**Assigned task**
In the records below, the part to copy starts at the line containing "cat's paw, one" and goes to the last line; output it exactly, without pictures.

**Data**
______________________________

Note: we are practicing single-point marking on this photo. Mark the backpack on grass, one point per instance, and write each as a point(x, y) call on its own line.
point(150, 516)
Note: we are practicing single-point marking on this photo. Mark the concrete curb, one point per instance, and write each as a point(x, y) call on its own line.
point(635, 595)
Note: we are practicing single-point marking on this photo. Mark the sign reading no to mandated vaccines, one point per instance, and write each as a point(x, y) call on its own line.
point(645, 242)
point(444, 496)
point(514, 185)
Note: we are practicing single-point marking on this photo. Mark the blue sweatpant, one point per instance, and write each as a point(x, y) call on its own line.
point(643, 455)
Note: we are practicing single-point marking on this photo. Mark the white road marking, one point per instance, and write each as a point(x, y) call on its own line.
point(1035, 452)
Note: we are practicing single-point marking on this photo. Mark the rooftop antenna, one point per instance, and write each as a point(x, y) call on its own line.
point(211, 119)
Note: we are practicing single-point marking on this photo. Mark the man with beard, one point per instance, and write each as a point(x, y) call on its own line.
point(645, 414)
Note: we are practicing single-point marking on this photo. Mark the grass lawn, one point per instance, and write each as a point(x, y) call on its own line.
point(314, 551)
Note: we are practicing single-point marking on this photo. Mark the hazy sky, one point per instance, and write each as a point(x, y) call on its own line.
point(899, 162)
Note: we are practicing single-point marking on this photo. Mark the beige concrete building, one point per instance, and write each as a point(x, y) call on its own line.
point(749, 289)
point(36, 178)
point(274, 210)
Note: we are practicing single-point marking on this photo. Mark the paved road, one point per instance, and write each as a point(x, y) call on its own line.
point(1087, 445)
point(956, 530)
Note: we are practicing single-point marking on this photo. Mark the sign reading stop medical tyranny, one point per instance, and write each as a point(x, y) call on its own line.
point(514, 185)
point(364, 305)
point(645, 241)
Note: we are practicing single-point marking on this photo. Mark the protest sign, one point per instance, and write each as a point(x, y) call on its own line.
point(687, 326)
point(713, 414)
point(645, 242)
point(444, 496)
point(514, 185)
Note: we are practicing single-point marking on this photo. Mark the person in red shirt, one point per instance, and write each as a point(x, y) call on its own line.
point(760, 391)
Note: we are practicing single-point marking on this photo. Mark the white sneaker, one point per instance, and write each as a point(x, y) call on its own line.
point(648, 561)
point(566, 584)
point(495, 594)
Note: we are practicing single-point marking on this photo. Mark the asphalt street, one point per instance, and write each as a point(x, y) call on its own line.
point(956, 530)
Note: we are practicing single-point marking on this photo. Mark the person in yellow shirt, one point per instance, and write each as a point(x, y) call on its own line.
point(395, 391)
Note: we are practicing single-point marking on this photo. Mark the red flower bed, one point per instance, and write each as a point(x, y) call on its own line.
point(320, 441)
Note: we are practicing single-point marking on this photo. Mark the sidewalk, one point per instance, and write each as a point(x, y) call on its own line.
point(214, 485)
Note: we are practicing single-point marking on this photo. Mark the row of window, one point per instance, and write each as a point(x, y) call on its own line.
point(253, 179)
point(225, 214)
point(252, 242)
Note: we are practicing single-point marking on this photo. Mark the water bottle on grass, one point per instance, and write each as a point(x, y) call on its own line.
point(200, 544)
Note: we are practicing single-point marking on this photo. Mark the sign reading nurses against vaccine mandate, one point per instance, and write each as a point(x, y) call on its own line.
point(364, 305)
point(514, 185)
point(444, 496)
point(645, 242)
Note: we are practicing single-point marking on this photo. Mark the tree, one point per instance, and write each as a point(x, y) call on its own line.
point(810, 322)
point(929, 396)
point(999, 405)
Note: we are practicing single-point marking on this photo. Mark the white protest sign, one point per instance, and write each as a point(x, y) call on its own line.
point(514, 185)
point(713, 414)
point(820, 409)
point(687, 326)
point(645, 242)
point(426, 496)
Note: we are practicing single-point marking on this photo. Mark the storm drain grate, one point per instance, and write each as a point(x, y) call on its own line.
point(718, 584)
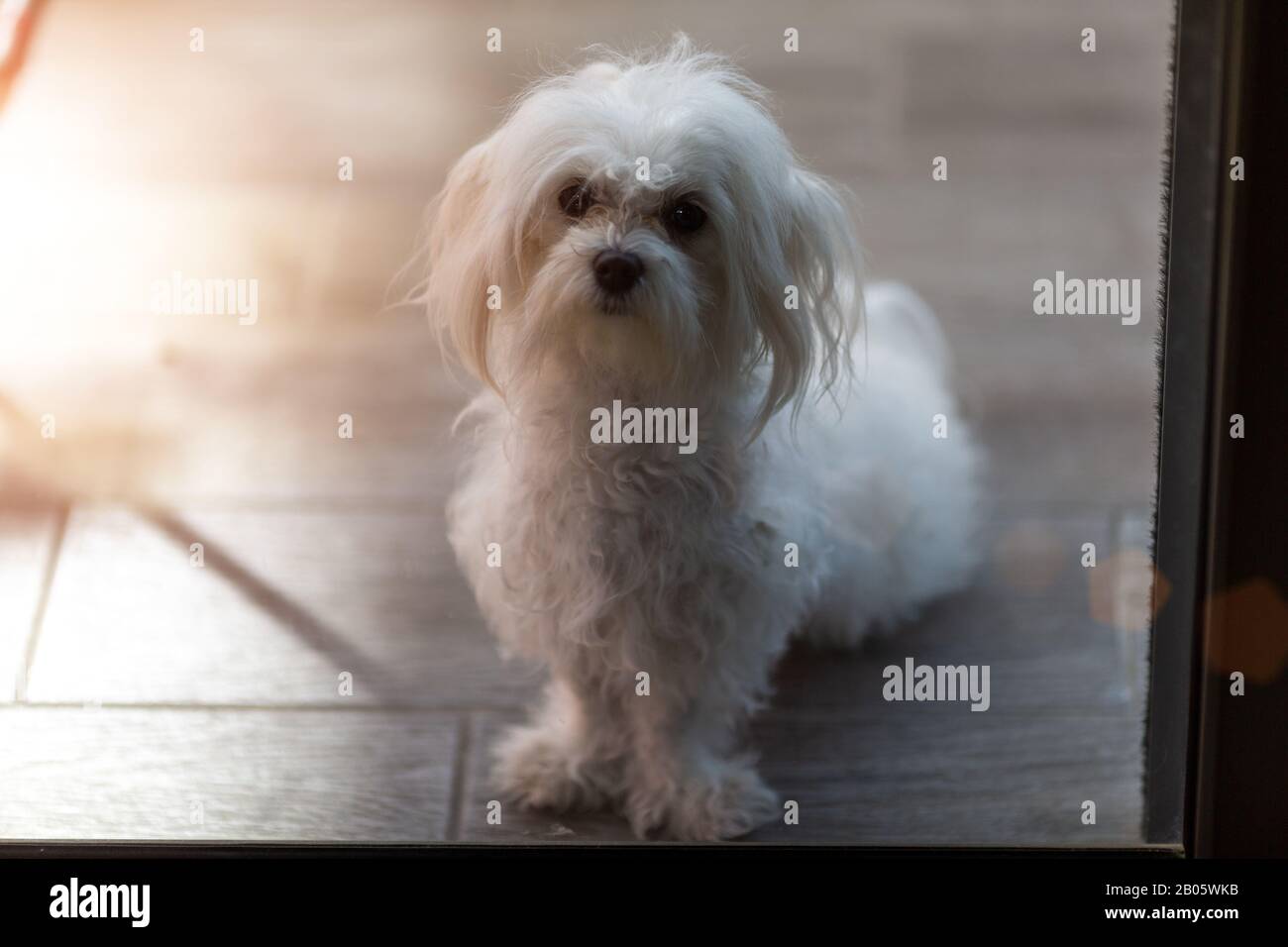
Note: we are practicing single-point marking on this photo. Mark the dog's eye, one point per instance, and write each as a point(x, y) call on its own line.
point(576, 200)
point(686, 217)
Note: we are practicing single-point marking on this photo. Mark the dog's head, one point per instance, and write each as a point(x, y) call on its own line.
point(643, 222)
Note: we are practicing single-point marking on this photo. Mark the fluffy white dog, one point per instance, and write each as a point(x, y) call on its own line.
point(640, 232)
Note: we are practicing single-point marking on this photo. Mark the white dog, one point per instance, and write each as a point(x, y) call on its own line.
point(640, 232)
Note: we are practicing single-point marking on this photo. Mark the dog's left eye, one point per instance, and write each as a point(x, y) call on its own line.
point(576, 200)
point(686, 217)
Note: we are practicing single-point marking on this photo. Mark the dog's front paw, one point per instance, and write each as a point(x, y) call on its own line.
point(726, 801)
point(539, 770)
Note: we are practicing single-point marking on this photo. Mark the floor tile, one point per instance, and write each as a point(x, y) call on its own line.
point(318, 776)
point(283, 604)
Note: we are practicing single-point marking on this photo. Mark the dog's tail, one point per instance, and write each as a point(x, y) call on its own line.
point(898, 318)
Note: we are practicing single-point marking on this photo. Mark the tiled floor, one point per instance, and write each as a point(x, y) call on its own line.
point(146, 696)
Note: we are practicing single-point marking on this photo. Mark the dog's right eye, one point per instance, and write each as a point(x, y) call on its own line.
point(575, 200)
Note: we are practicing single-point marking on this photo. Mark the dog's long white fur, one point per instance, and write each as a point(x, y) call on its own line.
point(626, 560)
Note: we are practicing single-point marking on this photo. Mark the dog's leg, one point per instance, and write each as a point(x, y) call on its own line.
point(686, 780)
point(563, 759)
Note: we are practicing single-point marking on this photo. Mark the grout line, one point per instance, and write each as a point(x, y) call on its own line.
point(266, 707)
point(460, 768)
point(38, 618)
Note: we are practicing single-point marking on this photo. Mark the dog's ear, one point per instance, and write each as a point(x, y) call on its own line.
point(467, 257)
point(807, 321)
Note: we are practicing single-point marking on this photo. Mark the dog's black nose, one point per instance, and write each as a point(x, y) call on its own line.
point(616, 270)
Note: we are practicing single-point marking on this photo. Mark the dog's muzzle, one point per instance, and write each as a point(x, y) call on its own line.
point(617, 272)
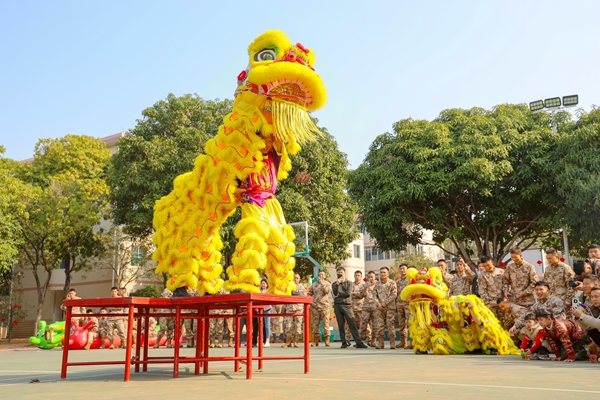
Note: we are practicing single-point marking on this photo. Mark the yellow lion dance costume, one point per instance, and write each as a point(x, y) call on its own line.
point(455, 325)
point(241, 166)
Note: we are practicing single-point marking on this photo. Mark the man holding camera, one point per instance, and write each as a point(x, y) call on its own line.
point(558, 275)
point(342, 307)
point(590, 322)
point(520, 278)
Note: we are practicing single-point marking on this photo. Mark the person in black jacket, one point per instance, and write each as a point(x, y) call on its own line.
point(342, 307)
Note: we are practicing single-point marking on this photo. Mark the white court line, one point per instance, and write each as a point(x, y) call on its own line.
point(433, 384)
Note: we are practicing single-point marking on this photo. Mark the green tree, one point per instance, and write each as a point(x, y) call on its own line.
point(578, 183)
point(57, 215)
point(315, 191)
point(11, 209)
point(163, 145)
point(482, 179)
point(78, 162)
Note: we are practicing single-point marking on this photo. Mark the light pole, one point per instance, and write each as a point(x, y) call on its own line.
point(551, 106)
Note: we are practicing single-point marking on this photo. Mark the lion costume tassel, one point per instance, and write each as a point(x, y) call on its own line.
point(450, 326)
point(241, 166)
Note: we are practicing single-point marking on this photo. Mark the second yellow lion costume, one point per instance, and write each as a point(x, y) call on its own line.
point(273, 97)
point(458, 324)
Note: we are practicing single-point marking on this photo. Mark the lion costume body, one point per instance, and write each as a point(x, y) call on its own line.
point(448, 326)
point(273, 97)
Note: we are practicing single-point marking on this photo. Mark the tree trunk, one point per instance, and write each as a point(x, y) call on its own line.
point(68, 270)
point(42, 290)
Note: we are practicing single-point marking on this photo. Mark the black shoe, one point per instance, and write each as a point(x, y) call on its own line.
point(181, 292)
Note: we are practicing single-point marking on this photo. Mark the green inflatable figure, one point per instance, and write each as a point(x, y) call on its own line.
point(49, 336)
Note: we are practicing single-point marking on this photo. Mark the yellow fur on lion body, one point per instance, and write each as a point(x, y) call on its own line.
point(188, 219)
point(452, 311)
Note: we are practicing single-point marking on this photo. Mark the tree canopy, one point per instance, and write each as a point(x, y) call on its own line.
point(172, 133)
point(163, 145)
point(483, 179)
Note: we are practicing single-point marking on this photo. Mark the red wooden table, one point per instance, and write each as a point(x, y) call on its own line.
point(244, 305)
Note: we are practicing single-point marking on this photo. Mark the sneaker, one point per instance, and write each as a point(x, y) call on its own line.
point(181, 292)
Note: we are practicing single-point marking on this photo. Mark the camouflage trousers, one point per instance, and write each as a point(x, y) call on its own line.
point(367, 321)
point(167, 327)
point(228, 324)
point(358, 318)
point(292, 328)
point(385, 320)
point(403, 313)
point(277, 322)
point(216, 327)
point(316, 318)
point(119, 325)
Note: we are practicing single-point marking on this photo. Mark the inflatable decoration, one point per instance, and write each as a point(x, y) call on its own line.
point(49, 335)
point(449, 326)
point(240, 167)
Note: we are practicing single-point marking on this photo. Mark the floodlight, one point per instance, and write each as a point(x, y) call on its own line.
point(552, 102)
point(536, 105)
point(570, 101)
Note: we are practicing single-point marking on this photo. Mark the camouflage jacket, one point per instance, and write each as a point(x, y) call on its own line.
point(491, 286)
point(357, 301)
point(400, 285)
point(367, 292)
point(320, 294)
point(461, 284)
point(551, 303)
point(558, 277)
point(521, 279)
point(386, 293)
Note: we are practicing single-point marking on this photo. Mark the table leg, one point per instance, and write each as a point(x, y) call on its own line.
point(146, 337)
point(176, 342)
point(128, 344)
point(238, 334)
point(199, 329)
point(306, 338)
point(63, 370)
point(206, 338)
point(249, 315)
point(259, 336)
point(138, 335)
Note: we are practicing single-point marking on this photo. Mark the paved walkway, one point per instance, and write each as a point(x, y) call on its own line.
point(335, 374)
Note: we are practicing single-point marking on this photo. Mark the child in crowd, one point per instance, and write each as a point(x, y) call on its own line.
point(533, 337)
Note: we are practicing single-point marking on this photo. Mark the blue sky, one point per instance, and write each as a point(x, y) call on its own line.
point(91, 67)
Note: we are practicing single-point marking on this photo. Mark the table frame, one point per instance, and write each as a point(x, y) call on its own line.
point(197, 308)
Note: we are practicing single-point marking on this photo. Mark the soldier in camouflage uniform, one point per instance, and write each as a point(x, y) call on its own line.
point(292, 326)
point(445, 275)
point(510, 313)
point(491, 284)
point(558, 275)
point(320, 308)
point(520, 279)
point(385, 293)
point(116, 323)
point(463, 281)
point(402, 308)
point(369, 307)
point(357, 308)
point(167, 324)
point(545, 301)
point(277, 323)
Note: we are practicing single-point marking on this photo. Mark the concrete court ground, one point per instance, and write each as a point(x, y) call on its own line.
point(335, 374)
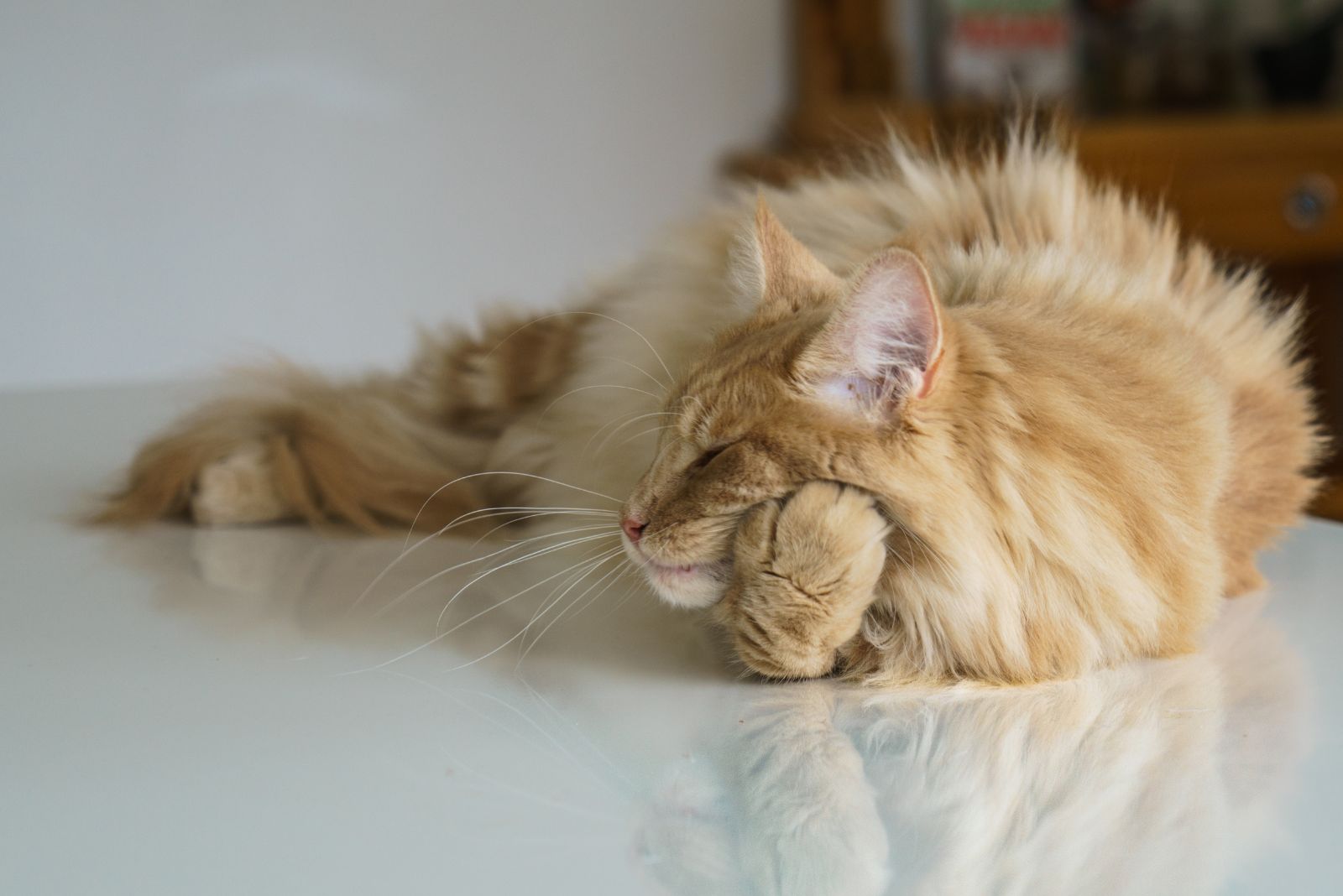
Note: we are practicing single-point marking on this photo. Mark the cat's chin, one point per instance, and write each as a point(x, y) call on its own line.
point(691, 586)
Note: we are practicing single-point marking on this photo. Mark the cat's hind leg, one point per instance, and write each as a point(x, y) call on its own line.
point(378, 452)
point(806, 570)
point(290, 445)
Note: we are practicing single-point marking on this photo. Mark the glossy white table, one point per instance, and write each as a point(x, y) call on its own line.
point(214, 712)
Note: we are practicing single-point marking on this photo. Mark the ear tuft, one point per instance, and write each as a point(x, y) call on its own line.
point(884, 345)
point(776, 273)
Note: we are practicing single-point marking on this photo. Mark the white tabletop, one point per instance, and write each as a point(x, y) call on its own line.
point(223, 711)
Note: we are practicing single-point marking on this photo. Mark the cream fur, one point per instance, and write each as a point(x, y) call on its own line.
point(1074, 463)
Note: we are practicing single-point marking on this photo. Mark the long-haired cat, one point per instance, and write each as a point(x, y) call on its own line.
point(948, 419)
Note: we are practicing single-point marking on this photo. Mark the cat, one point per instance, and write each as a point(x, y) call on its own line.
point(1159, 777)
point(951, 418)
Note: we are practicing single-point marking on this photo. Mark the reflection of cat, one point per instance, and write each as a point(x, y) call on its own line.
point(1155, 779)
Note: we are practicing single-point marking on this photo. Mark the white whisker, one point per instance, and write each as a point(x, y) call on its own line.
point(548, 549)
point(443, 635)
point(436, 576)
point(644, 434)
point(598, 385)
point(485, 656)
point(630, 364)
point(618, 571)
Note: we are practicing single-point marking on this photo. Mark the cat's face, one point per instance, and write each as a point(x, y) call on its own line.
point(810, 388)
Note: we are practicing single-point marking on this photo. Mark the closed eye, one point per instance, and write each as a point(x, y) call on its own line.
point(707, 457)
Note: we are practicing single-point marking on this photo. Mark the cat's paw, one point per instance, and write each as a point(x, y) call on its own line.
point(825, 541)
point(805, 570)
point(239, 490)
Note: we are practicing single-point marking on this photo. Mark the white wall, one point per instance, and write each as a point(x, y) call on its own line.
point(186, 184)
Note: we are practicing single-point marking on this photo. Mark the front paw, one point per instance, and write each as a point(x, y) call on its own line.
point(805, 571)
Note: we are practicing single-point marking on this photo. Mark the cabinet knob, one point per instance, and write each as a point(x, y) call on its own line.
point(1309, 203)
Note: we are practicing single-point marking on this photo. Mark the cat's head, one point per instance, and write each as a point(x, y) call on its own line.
point(823, 380)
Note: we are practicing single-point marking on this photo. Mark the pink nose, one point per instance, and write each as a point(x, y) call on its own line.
point(633, 529)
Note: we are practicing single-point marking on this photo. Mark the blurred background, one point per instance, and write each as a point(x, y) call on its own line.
point(187, 184)
point(191, 184)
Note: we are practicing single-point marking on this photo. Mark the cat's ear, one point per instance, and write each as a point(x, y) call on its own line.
point(884, 344)
point(776, 273)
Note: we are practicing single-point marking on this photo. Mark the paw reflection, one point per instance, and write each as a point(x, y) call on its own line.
point(1155, 779)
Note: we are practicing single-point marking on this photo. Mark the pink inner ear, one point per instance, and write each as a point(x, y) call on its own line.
point(891, 326)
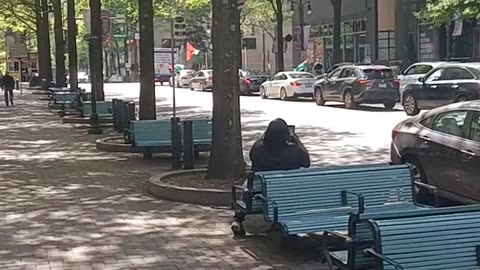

______________________________

**Result of this exercise**
Note: we are practicing single-point marking on this photo. Mark the cat's paw, one point per instance, and write each as a point(x, y) call on its own line.
point(825, 541)
point(805, 570)
point(239, 490)
Note: we are practicing single-point marking on this photo. Mark the white wall, one point per instance, and write each as a point(x, y) call on its own line.
point(186, 184)
Note: we are practicing single-point marking on this photo. Mark the front paw, one point per instance, and write each as a point(x, y) call on its own line.
point(805, 571)
Note: we are practicing single-point marking on this photo. Mark the cabinet knob, one point per instance, and write each as a point(x, y) call on its own line.
point(1309, 203)
Note: we are practicing single-point marking on this photo. Mark the cat's head, one point per instance, and write each as a point(x, y) call on its own line.
point(823, 380)
Note: we are practicing single-point marking on this photo. Mark the pink nose, one point per instance, and write each as a point(x, y) call on its own line.
point(633, 529)
Note: we are practicing single-point marking on this photo. Mark the blurred background, one point per instance, and write each as a point(x, y) call on its own line.
point(187, 184)
point(191, 184)
Note: we are practicing single-point marking on this photo. Mark the cat's ear, one point per instance, and write each as a point(x, y) call on its own line.
point(884, 344)
point(776, 273)
Note: we are practicing single-point marking on this photo. Mark the paw reflection, one point per instance, and write each as a point(x, y) call on its own line.
point(1155, 779)
Note: we are practicing single-point marking on this photo. Mark the pink inner ear, one point per instance, and write each as a point(x, y) call on its own line.
point(891, 326)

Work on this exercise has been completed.